How to safely change 13,000 lines of code, part 1

I cranked out a bunch of code tonight for my new nullable types approach. This is a .NET 1.1 solution, so it's pretty old school, but it was still fun.

I explained the problem with our existing methods the other day. Basically, we have a ton of helper functions for dealing with nulls and empty strings across all of the data types. The methods are confusing and we haven't been using them correctly. We need a more sensible approach.

After chatting with Marco, we came up with something like this:

NullableGuid.FromDatabase(Value as Object) As Guid

  

NullableGuid.FromUserInput(Value as String) AS Guid

I intended to create all of the new classes and methods, mark the old ones obsolete, and correct all of the existing code by hand. This would force me into doing some pretty thorough code reviews, and we just wrapped up development on a major release, so that would be good. I estimate that about 30% of our usage of the methods is incorrect, leaving tons of bugs waiting to pop up. It would be awesome to clean that stuff up as part of this release.
(30% is a VERY pessimistic estimate. It could very well be 3%, but I wanted to be prepared for the worst.)

To get an idea of how much work I was getting into, I went ahead and marked everything as obsolete Thursday afternoon. I guessed that it would create about 7000 build errors. A coworker guessed 10,000. Well, it ended up being nearly 13,000 errors. When I left work Thursday, I still had it in my head that I'd find a way to update all of that code by hand, and here's why...

If the old method of IsNullGuid is being used incorrectly, and I replace that method with NullableGuid.FromDatabase, a global search and replace would translate to the new code, but it would leave all of the usage as is, and we'd still have the same error rate--only new code would benefit, leaving the million lines of existing code the same. That won't do.

Frankly though, I knew there must be a better way. I really shouldn't have to update 13,000 lines of code by hand to clean this up. Besides, that level of monotony would surely lead to oversights and even more problems. I need this to be 100% accurate and I cannot introduce any issues.

Friday morning, on my way in to work, I thought it through again and realized that I don't need to have 2 separate methods for FromDatabase and FromUserInput. With each of the data types getting its own class (e.g. NullableGuid), I can overload the heck out of things, and make the routines much more intelligent. I can simply create NullableGuid.From with a few different overloads. Then I can replace all instances of IsNullGuid as well as IsStringEmptyGuid with NullableGuid.From.

If NullableGuid.From is implemented correctly, it will handle every possible scenario of data handed into it. This would allow me to use a global search and replace, putting NullableGuid.From in everywhere, and it will always be right. It will be impossible to get it wrong, so long as NullableGuid.From is bullet-proof. Instead of fixing 13,000 lines of code by hand, I'll just need to execute a couple dozen search and replaces. These thoughts made for an exciting drive into work.

What I say next might surprise some of you; the ones that know me best anyway. The only person I've told this too was very surprised in fact.

I used a TDD approach to make these methods bullet-proof, and to ensure compatibility with the old methods.

- _Problems to solve_
a) In the blog post on changing 13,000 lines of code, how many build errors appeared after everything was marked obsolete?
b) Continue the blog post on changing 13,000 lines of code, picking up right after its final sentence.

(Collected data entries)
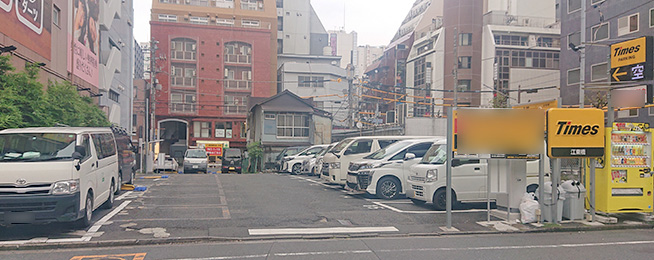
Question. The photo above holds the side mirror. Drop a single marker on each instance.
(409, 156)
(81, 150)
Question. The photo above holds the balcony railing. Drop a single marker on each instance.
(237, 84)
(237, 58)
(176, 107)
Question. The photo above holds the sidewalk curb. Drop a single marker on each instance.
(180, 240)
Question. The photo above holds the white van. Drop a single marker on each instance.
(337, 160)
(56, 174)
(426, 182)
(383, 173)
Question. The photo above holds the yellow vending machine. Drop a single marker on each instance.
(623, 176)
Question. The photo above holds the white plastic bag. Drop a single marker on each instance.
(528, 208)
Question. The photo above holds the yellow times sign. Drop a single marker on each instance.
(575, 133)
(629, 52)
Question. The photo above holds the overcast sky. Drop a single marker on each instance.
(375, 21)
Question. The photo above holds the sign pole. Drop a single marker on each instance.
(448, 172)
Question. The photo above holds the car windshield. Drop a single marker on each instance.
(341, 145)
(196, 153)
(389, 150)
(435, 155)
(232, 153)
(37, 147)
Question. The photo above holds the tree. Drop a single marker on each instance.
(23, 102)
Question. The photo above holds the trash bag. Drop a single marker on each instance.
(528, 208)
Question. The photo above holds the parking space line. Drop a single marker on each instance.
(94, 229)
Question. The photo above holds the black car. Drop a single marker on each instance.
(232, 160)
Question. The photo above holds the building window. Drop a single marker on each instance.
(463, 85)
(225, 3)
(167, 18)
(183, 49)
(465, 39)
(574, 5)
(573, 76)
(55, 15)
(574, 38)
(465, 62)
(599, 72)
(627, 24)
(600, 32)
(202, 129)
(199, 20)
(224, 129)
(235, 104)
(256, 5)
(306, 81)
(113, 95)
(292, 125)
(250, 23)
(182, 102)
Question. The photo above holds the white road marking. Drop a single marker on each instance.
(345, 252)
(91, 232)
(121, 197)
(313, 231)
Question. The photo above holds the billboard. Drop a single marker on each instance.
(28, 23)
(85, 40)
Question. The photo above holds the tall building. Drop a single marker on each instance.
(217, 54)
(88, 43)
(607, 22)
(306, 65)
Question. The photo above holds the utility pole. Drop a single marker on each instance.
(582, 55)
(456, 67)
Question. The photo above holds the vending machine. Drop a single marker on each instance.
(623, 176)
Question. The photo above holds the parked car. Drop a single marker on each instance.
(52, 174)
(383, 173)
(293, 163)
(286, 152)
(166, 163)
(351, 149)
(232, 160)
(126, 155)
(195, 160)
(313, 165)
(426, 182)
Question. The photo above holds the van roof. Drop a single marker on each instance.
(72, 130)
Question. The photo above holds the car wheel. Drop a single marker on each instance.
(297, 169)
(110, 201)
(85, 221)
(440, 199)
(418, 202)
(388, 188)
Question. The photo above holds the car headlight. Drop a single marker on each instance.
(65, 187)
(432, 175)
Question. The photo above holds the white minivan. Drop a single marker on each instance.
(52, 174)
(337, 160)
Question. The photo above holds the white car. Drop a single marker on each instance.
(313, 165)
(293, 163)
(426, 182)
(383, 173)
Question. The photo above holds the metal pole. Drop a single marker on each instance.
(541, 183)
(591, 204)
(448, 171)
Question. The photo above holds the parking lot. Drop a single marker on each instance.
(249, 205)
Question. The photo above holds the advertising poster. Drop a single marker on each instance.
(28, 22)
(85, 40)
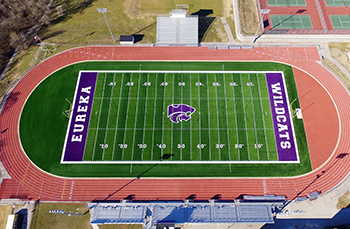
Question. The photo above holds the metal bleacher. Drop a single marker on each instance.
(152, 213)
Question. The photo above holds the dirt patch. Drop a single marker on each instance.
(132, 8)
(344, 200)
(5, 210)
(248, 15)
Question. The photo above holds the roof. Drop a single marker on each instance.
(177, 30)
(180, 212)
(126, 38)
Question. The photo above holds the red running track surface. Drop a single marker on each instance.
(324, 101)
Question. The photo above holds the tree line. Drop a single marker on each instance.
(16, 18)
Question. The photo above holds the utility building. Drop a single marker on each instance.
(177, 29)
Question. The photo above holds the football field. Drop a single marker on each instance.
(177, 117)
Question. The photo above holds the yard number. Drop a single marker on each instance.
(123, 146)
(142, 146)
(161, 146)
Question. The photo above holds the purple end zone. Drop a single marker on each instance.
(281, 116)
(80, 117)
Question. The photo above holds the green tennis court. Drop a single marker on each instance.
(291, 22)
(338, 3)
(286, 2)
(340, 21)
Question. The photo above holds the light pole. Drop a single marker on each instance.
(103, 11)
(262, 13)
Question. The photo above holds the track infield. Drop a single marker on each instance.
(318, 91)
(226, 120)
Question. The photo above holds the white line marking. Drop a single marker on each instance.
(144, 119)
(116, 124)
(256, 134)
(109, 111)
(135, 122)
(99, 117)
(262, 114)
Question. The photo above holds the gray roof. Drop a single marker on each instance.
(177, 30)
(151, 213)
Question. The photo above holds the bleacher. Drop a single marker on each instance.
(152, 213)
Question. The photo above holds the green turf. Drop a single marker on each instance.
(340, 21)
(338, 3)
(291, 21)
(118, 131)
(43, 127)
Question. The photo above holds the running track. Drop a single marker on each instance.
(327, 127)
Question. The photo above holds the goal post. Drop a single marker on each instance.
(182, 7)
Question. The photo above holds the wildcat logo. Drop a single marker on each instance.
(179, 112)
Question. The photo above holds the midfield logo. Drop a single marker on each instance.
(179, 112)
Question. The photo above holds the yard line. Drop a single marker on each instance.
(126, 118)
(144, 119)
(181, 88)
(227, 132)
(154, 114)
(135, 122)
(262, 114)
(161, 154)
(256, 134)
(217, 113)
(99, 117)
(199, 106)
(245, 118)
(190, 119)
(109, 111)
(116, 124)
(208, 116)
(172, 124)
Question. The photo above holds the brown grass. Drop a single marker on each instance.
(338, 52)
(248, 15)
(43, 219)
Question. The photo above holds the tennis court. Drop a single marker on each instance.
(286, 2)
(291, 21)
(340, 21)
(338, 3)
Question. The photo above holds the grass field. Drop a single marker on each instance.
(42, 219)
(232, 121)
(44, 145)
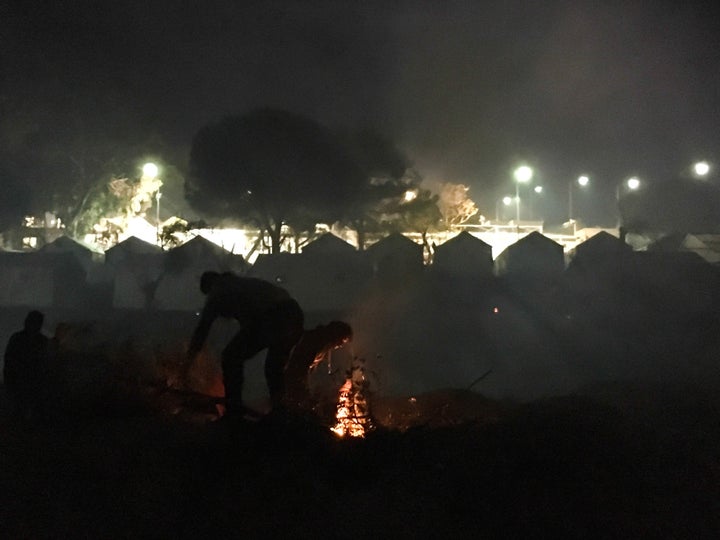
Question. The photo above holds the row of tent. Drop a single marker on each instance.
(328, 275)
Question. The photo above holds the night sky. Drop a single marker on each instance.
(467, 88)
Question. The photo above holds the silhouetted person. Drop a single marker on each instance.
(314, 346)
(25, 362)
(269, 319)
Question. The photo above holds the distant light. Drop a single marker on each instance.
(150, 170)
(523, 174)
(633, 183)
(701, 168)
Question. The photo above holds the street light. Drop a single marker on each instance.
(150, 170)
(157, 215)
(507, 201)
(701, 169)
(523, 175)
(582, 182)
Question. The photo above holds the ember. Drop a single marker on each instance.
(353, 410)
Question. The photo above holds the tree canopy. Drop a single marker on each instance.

- _Exercise responses_
a) Nearly 13,000 errors.

b)
I haven't previously used TDD techniques on this project, and I've stated that TDD would not work on this project, for many reasons. But for what I was doing, TDD made perfect sense today; it was an unordinary task for this project. Let's break it down to see why it was such a good fit.

It's been like 4 years since anything this deep in the architecture has been changed
I was creating lots of classes that have lots of tiny methods
The methods deal strictly with scalar values and simple parameters
There are no outside dependencies, no need for DI or anything fancy
There are several different scenarios for calling each method, and each method needs to be tested against each scenario
The methods are going be be called 13,000 times, right off the bat -- they better be right!
I have existing methods to use for benchmark results

For every method, I ended up mapping it to an existing method. I need to do this anyway, in order to do my search and replace. Then I created unit tests for all possible scenarios, against all of the methods. I did this before implementing the new methods, as true TDD dictates. The unit tests compared the results of the new methods to the results of the old methods. I started at 0% passing, but at 100% passing, it's safe to do the global search and replace.

All of my NullableType classes are fully implemented. I didn't reach 100% passing, because I found a bug in the old IsNullString and IsStringEmptyString methods. I've corrected the bug in the new NullableString.From method, but this leaves a difference between the methods. I'll have to review this with the QA department on Monday to make sure they agree that we should fix the bug. We were not trimming off leading and trailing spaces from user entries, and we're supposed to be.

I have not yet processed the search and replace. I would've done it tonight, but some bozo on the project broke the build before he left for the night (he will be flogged on Monday). So I'll have to wait until next week. I'm very confident that the search and replace will safely change 13,000 lines of code, and the new nullable type methods will not be susceptible to misuse.

I'll post a follow up next week after I process the search and replace, and I'll include some samples of the code. Until then, wish me luck!